__GOAL OF THE EXERCISE__
Copy every one of the items below word for word, leaving each line unchanged.

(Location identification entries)
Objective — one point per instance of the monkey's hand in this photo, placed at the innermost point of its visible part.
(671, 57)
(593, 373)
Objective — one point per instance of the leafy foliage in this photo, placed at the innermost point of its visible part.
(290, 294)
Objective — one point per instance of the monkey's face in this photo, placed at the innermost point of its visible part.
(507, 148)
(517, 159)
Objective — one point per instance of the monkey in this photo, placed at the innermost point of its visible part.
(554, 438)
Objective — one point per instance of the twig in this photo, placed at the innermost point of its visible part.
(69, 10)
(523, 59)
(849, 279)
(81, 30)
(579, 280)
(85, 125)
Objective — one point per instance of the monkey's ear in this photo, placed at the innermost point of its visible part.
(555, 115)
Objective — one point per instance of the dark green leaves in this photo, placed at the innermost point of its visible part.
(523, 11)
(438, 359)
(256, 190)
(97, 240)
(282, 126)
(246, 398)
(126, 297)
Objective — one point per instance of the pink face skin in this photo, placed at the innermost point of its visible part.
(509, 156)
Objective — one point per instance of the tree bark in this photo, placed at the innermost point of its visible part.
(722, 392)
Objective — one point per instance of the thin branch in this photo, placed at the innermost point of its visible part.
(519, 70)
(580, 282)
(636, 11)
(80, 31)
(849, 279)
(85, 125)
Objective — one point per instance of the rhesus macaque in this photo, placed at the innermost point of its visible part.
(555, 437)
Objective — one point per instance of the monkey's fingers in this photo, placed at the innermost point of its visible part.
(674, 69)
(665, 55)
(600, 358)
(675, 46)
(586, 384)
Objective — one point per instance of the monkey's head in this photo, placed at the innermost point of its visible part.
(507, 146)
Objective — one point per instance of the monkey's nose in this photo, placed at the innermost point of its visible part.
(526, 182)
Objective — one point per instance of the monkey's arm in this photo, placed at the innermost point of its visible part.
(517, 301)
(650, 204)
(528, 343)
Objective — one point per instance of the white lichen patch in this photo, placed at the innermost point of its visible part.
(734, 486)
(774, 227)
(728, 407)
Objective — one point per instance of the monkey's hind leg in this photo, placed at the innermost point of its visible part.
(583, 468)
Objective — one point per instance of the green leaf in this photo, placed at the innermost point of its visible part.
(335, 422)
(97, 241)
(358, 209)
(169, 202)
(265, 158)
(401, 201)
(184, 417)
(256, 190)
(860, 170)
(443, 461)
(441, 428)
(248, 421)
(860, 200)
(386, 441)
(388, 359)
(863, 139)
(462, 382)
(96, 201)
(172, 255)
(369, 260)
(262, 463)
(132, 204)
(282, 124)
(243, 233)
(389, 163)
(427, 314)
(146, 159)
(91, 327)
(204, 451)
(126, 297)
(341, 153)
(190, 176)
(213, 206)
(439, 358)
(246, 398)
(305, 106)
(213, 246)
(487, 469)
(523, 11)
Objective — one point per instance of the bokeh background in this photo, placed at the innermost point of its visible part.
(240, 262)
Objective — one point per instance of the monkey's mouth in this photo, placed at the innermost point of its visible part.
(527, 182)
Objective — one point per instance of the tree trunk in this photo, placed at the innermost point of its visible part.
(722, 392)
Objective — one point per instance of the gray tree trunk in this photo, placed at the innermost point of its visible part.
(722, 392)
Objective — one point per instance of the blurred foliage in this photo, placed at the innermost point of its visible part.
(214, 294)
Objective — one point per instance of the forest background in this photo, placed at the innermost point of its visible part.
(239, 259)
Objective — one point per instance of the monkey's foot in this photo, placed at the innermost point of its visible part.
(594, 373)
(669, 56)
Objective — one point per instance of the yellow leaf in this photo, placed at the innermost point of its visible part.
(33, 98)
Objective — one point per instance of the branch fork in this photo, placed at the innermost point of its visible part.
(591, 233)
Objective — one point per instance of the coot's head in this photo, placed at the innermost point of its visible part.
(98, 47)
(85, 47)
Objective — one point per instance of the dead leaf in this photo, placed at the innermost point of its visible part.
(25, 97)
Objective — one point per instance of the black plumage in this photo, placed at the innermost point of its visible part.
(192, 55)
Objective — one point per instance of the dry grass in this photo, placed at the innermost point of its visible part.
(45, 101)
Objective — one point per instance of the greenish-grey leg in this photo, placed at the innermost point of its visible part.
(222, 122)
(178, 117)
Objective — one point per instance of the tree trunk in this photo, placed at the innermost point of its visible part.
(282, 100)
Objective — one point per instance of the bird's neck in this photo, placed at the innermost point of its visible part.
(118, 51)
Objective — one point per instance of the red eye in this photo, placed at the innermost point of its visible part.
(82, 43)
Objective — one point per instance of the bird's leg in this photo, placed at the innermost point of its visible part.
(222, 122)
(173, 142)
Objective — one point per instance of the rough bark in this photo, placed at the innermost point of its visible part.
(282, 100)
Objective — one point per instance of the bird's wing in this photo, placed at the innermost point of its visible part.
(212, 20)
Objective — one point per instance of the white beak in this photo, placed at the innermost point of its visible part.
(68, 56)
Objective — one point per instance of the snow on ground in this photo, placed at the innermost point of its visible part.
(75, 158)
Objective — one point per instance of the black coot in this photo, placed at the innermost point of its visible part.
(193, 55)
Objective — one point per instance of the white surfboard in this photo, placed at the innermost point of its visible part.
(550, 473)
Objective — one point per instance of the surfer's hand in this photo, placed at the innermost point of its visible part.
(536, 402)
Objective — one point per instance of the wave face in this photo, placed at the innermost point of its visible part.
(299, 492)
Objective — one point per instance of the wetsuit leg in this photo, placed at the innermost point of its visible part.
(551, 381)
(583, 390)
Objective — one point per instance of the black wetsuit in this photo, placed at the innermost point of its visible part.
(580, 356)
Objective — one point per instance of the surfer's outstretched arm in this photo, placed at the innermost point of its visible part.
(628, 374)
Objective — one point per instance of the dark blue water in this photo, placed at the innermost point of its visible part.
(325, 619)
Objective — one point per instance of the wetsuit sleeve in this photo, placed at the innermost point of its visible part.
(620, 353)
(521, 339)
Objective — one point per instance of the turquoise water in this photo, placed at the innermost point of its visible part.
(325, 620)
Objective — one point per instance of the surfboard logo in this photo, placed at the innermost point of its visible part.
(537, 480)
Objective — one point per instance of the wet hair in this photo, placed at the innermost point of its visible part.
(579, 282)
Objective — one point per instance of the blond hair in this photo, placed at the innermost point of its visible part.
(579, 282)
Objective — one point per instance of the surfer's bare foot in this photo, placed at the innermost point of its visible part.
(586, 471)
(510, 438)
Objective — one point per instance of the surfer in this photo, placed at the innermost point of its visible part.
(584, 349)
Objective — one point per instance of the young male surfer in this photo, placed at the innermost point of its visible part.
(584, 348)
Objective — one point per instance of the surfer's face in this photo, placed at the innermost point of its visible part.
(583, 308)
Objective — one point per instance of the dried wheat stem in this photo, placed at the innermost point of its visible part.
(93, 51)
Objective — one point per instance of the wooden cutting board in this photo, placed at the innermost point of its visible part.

__TASK RESPONSE__
Objective — one point per instance of the monkey's hand in this photo, placed at the innermost point of its visible part.
(671, 57)
(593, 373)
Objective — one point per instance of the leafy foliage in this photo, placed at the innermost point of its visible part.
(290, 294)
Objective — one point per instance of the monkey's face in this photo, placed at the innermost point of its visible part.
(507, 148)
(517, 159)
Objective — one point per instance of the monkey in this photo, placed at the innermost point of its visible part.
(554, 438)
Objective — one point per instance of the twig in this photo, placed at the innermost point of its visible part.
(69, 10)
(523, 59)
(849, 279)
(81, 30)
(579, 280)
(85, 125)
Objective — one point per instance of the monkey's ear in this photo, placed at the innermost point of its visible part.
(555, 115)
Objective — one point per instance of the dark green leaves in this photo, placed at the innermost point of its visible part.
(523, 11)
(438, 359)
(256, 190)
(97, 240)
(282, 126)
(246, 398)
(126, 297)
Objective — one point per instance of the pink face skin in this photo, placed at the innermost point of its visible part.
(509, 156)
Objective — one point per instance of the tree bark in this photo, placed at the innermost point of its visible part.
(722, 392)
Objective — one point per instance of the thin branch in this photo, placed at the innermost point of its visible part.
(519, 70)
(580, 282)
(636, 11)
(80, 31)
(849, 279)
(85, 125)
Objective — one point per instance of the rhesus macaque in this photo, placed at the innermost point of its visible part.
(555, 437)
Objective — one point per instance of the monkey's fingers in this photo, placed at the innermost point of its visible part.
(674, 69)
(665, 55)
(600, 358)
(675, 46)
(586, 384)
Objective — one point per instance of the monkey's head in this photo, placed at the innermost point of its visible part.
(507, 146)
Objective — one point per instance of the monkey's nose in this photo, placed at the innermost point of its visible part.
(526, 182)
Objective — one point per instance of the monkey's arm in this photo, placed at the innermost point of its visible part.
(517, 301)
(650, 204)
(528, 343)
Objective — one point per instance of the white lichen patch in this photo, placed at the innermost point of its visible part.
(734, 486)
(774, 227)
(728, 407)
Objective — one point per instance of the monkey's hind leg in this photo, placed at the innermost point of its visible part.
(583, 468)
Objective — one point per instance of the green leaf in this photo, placed at the innermost point of its visible part.
(335, 422)
(97, 241)
(358, 209)
(169, 202)
(265, 158)
(401, 201)
(184, 417)
(256, 190)
(860, 170)
(443, 461)
(441, 428)
(248, 421)
(860, 200)
(386, 441)
(388, 359)
(863, 139)
(462, 382)
(96, 201)
(172, 255)
(369, 260)
(262, 463)
(132, 204)
(282, 124)
(243, 233)
(389, 163)
(427, 314)
(146, 159)
(91, 327)
(204, 451)
(126, 297)
(341, 153)
(190, 176)
(213, 206)
(439, 358)
(246, 398)
(305, 106)
(213, 246)
(487, 469)
(523, 11)
Objective — one point per instance of the bokeh background in this photo, placed at the innermost point of its visible part.
(240, 262)
Objective — one point per instance of the monkey's mouth in this photo, placed at the innermost point of its visible part.
(527, 182)
Objective — one point per instance of the tree trunk in this photo, placed at the innermost point of its visible part.
(722, 392)
Objective — one point per instance of the gray tree trunk in this photo, placed at the innermost point of its visible part.
(722, 392)
Objective — one point per instance of the blurred foliage in this photo, placed at the innermost point of its visible part.
(214, 294)
Objective — one point per instance of the forest background in this photo, placed at the innermost point of its visible part.
(239, 259)
Objective — one point per instance of the monkey's foot in this photo, placed at the innermost point of its visible part.
(594, 373)
(669, 56)
Objective — one point per instance of the yellow leaf in this photo, placed at the innermost point of its visible part.
(33, 98)
Objective — one point per instance of the branch fork in this photo, placed at the innermost point of its visible part.
(591, 233)
Objective — one point per instance of the coot's head in this photo, placed at the innermost point of its visible part.
(98, 47)
(85, 47)
Objective — one point per instance of the dead leaf in this photo, placed at the innermost point of its visible part.
(25, 97)
Objective — one point per instance of the black plumage in this photo, placed at the innermost point of its visible part.
(192, 55)
Objective — one point per instance of the dry grass in this photo, placed at the innermost point of its visible part.
(45, 101)
Objective — one point per instance of the greenish-grey leg in this photo, placed at the innermost point of its visible part.
(222, 122)
(178, 117)
Objective — one point per instance of the tree trunk in this photo, placed at the innermost point of its visible part.
(282, 100)
Objective — one point per instance of the bird's neck in this photo, placed at the innermost point of its visible part.
(118, 51)
Objective — one point per instance of the red eye in this photo, placed at the innermost point of its visible part.
(82, 43)
Objective — one point per instance of the bird's leg in this photo, placed at the innermost point of its visible part.
(222, 122)
(173, 142)
Objective — one point per instance of the rough bark in this photo, placed at the innermost point of its visible part.
(282, 100)
Objective — one point per instance of the bird's wing in this photo, placed at the innermost point of its visible part.
(212, 20)
Objective — one point per instance of the white beak in this photo, placed at the innermost point of its visible part.
(68, 56)
Objective — one point per instance of the snow on ground in this photo, placed at the innermost point of its visible part.
(75, 158)
Objective — one point per instance of the black coot in this photo, placed at the innermost point of its visible part.
(193, 55)
Objective — one point per instance of the white surfboard in this photo, placed at the innermost point of its visible part.
(550, 473)
Objective — one point per instance of the surfer's hand in this photo, placed at the innermost point of its visible part.
(536, 402)
Objective — one point per instance of the wave face in this photo, placed at the innermost point of its visible part.
(299, 492)
Objective — one point per instance of the wetsuit leg in this photo, placed at the innermost point of its visible part.
(551, 381)
(583, 390)
Objective — one point per instance of the black wetsuit in this photo, placed at the innermost point of its visible part.
(580, 356)
Objective — one point per instance of the surfer's outstretched arm in this photo, placed at the innermost point of its visible part.
(628, 374)
Objective — one point per instance of the dark blue water in this photo, placed at the innermost point of its visible part.
(325, 619)
Objective — one point per instance of the wetsuit sleeve in this photo, placed at the innermost point of its visible part.
(620, 353)
(521, 339)
Objective — one point per instance of the turquoise water in this photo, placed at the innermost point of its visible part.
(325, 620)
Objective — one point per instance of the surfboard logo in this photo, placed at the innermost point of its visible part.
(537, 480)
Objective — one point per instance of the wet hair in this photo, placed at the innermost point of its visible part.
(579, 282)
Objective — one point per instance of the blond hair in this photo, placed at the innermost point of its visible part.
(579, 282)
Objective — one point per instance of the surfer's bare foot in this photo, placed at the innermost point of its visible part.
(586, 471)
(510, 438)
Objective — one point per instance of the surfer in this photo, placed at the innermost point of its visible part.
(584, 349)
Objective — one point per instance of the young male surfer in this photo, placed at the innermost point of its visible part.
(584, 348)
Objective — one point per instance of the surfer's face in this photo, placed at the innermost point of its visible part.
(583, 308)
Objective — one point per instance of the dried wheat stem in this photo, placed at the innermost point of its visible part.
(93, 51)
Objective — one point per instance of the wooden cutting board in this photo, placed at the innermost point of its visible part.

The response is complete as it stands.